> _TEXT PASSAGE_:
===
Jul 19, 2016

Baton Rouge Shooter Gavin Long's Bizarre Sect

Gavin Long adhered to a separatist religious movement that followed a self-declared ‘Empress.’

The Daily Beast.

Katie Zavadsk

July 18, 2016

Like any new religious movement, the Washitaw Nation—to which Baton Rouge shooter Gavin Long adhered—has a fantastical origin story.

Its empress was born encased in her own placenta as the Louisiana bayou flooded. “I kicked out of [the placenta] on my own, and then [the placenta] rolled up on my head like a crown,” Vediacee Turner—known by followers as Empress Veriacee “Tiari” Waashitaw-Turner Goston El-Bey—claimed, according to a profile of the movement by the Southern Poverty Law Center.

After a career that included being the twice-elected mayor of Ouachita Parish, Louisiana, Turner would go on to declare herself an indigenous American Washitaw, and claim that she was the rightful owner of land sold in the Louisiana Purchase. (The Washitaw Nation is not recognized as an indigenous tribe.) She also founded the movement that inspired Long to legally change his name and declare himself a sovereign citizen, not bound by the laws of the United States. Police reportedly found an identification card for the Washitaw nation in his pocket.

Documents obtained by the Kansas City Star on Monday show Long filed notarized documents to “correct” his name to Cosmo Ausar Setepenra in May 2015. The vaguely legalese-sounding document carried the name of the United Washitaw De Dugdahmoundyah Mu'ur Nation. He also attached a certificate of Live Claim Birth—a type of birth certificate—from the group.

It’s not clear who the supreme leader of the Washitaw currently is; Turned died in 2014. But a website proclaiming to be the “official” site of the movement says that Turner’s primary concern was asking people, “Have ya’ll read my book?” The Return of the Ancient Ones laid out the foundations for the movement.

“[The Washitaw] are, in the weird language of the empress, ‘indigenous’—descendants of the ‘Ancient Ones,’ the ‘black ones’ who Goston insists peopled this continent tens of thousands of years before white Europeans arrived,” according to the SPLC.

The SPLC’s Ryan Lenz told The Daily Beast the Washitaws are best described as “a black sovereign citizen group.”

Their self-proclaimed sovereignty means they offer identification cards and birth certificates, and members believe they don’t have to pay state or federal taxes, and that the laws of the United States do not apply to them. A passport from the group cost $250 in the 1990s, according to a 1999 report on the group by the SPLC.

The “official site” run by Alim El-Bey includes numerous references to the Moorish Science Temple of America, a religious movement founded in the United States in early 20th century, and widely believed to have inspired the Washitaw Nation and other Moorish separatist movements. (Alim El-Bey shared at least one of Long’s posts on his Facebook page, as The Daily Beast reported on Sunday.)

The MST was the “first mass religious movement in the history of Islam in America,” according to a book by religion scholar Richard Brent Turner, though its similarities with mainstream Islam were quite limited. In fact, self-appointed prophet Noble Drew Ali even created his own Qur’an and clung to Islam as a way to distance himself from his Christian oppressors.

“It was urban, anti-Christian, and multicultural, and it developed as a distinct missionary and Pan-Africanist political agenda,” Turner wrote.
===
> _DATASET EXTRACT_:
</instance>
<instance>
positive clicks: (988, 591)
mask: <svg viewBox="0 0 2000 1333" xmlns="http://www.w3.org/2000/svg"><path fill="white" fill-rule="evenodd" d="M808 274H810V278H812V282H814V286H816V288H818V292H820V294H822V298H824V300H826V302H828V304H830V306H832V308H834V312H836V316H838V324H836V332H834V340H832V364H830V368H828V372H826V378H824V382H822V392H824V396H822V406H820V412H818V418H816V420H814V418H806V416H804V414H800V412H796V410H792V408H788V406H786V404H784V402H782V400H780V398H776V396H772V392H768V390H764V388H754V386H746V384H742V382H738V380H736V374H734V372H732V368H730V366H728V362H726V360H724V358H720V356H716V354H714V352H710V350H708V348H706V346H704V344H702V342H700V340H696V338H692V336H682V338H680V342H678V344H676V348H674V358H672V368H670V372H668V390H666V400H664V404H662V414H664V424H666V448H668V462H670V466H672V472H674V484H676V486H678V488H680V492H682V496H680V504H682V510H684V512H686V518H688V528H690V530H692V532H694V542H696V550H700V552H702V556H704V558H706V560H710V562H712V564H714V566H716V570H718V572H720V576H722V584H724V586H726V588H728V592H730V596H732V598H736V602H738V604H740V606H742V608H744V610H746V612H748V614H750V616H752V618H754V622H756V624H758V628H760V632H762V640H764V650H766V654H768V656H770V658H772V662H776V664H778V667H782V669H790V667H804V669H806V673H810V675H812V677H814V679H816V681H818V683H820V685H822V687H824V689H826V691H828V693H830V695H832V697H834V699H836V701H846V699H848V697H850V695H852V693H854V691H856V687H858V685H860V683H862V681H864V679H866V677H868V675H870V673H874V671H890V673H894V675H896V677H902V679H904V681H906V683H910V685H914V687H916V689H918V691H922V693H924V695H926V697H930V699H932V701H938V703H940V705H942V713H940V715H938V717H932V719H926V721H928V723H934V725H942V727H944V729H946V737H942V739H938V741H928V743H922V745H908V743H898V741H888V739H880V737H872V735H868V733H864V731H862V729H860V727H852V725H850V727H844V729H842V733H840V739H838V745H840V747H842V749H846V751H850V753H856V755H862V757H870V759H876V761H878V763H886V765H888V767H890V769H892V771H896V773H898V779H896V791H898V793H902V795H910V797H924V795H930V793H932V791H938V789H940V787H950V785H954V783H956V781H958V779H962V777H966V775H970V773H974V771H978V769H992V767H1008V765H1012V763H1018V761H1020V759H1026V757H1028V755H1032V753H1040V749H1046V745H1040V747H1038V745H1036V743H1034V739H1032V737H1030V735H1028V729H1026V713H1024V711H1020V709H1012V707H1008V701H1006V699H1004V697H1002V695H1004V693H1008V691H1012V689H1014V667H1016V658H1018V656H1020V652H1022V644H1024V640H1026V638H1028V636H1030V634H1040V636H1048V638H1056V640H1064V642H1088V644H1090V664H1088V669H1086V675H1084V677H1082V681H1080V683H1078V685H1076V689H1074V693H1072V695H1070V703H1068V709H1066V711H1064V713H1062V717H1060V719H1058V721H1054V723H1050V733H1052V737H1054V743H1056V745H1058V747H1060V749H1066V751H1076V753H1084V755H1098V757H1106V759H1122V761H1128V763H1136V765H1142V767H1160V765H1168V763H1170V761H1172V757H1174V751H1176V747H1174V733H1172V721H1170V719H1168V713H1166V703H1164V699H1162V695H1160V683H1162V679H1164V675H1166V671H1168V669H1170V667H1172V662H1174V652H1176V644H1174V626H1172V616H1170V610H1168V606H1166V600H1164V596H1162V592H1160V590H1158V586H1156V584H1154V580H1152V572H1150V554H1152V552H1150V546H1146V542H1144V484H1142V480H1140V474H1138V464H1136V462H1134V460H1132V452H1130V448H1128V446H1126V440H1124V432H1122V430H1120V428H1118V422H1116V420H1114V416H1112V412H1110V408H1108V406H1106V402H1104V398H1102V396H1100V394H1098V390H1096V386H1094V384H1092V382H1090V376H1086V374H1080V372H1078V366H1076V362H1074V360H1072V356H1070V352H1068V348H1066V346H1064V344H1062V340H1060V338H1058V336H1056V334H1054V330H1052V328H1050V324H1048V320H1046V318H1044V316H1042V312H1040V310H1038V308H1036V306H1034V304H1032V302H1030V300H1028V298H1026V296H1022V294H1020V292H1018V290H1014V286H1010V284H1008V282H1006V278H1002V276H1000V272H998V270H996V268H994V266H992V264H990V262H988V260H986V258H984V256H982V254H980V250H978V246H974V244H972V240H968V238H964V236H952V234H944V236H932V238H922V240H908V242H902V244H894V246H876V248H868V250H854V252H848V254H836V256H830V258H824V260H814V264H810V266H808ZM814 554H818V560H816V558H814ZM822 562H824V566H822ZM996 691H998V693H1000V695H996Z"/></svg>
===
> _YOUR ASSIGNMENT_:
Please carry on the article about the Washitaw Nation from the point where it stops. The lines above aren't needed here.

> _WRITTEN RESPONSE_:
Drew Ali incorporated aspects of Marcus Garvey’s beliefs, Islamic movements from the Indian subcontinent, and ideas from the black Freemason movement into his new creation. Fundamental to the Moorish Science Temple’s ideology is the understanding of black people not as black, but members of a greater “Moorish” nation that is supposedly part of the Asiatic race. Through such an understanding, members essentially shed designations given to them by white people and created another identity as part of a mythically powerful nation.

In Drew Ali’s heavily modified Circle Seven Koran, Marcus Garvey is hailed as a sort of minor prophet.

“In these modern days there came a forerunner of Jesus, who was divinely prepared by the great God-Allah and his name is Marcus Garvey, who did teach and warn the nations of the earth to prepare to meet the coming Prophet,” it reads, referring to Drew Ali as the prophet who “was prepared and sent to this earth by Allah, to teach the old time religion and the everlasting gospel to the sons of men.”

While the Washitaw Nation would later claim to be descendants of the “Ancient Ones” who dwelled on American land, according to some legends, Drew Ali was raised by Cherokee Indians, though he didn’t claim Native heritage. And, just like the Washitaws, Drew Ali’s organization issued “nationality cards,” while members wore the national uniform of fezzes and turbans—in part because of Drew Ali’s belief that they came from Moroccans. Drew Ali gave his followers names like El and Bey, which seemed to come together in the Washitaw empress’s chosen name of El-Bey.

Drew Ali’s attempt to rebrand his African-American adherents as Asiatic Moors, however, clashed with the Washitaw Nation’s vision in that it was fundamentally an attempt at assimilation. Drew Ali hoped that “he could change the political and economic fate of African Americans in the Jim Crow era by ethnicizing the name of the race and by changing the names of his followers, thereby erasing the stigma and slavery and distancing them from ordinary Negroes who were not respected as Americans,” Richard Turner, the religion scholar, wrote. As the Moorish nation, Drew Ali thought they would be able to integrate and assimilate, just like everyone else.

Drew Ali died under mysterious circumstances in 1929, and the organization sprouted offshoots after his death. Member Wallace Fard Muhammad would go on to found the Nation of Islam, which would preach its own distinctive form of Islam to African Americans.

In the 1990s, some members of the MST proclaimed themselves Moorish sovereign citizens, according to a report by the Anti-Defamation League. They adapted the ideas of the largely white—and often racist—sovereign citizen movement for their own needs.

Their members intermingled with those of the Washitaw nation, seeking to establish black personhood “through means that are powerfully upending, and at the same time completely fictional,” Lenz said.

And Long is not the first sovereign citizen in recent years to shoot at police. Father and son duo Jerry and Joseph Kane shot and killed two police officers during a West Memphis, Arkansas traffic stop in 2010. Under sovereign citizen logic, the government can’t stop them at traffic stops, because those laws do not apply.

“It’s a person who doesn’t want to be ruled,” Lenz said. “This is the most free country in the world. And yet this is a revolt against the concept of government.”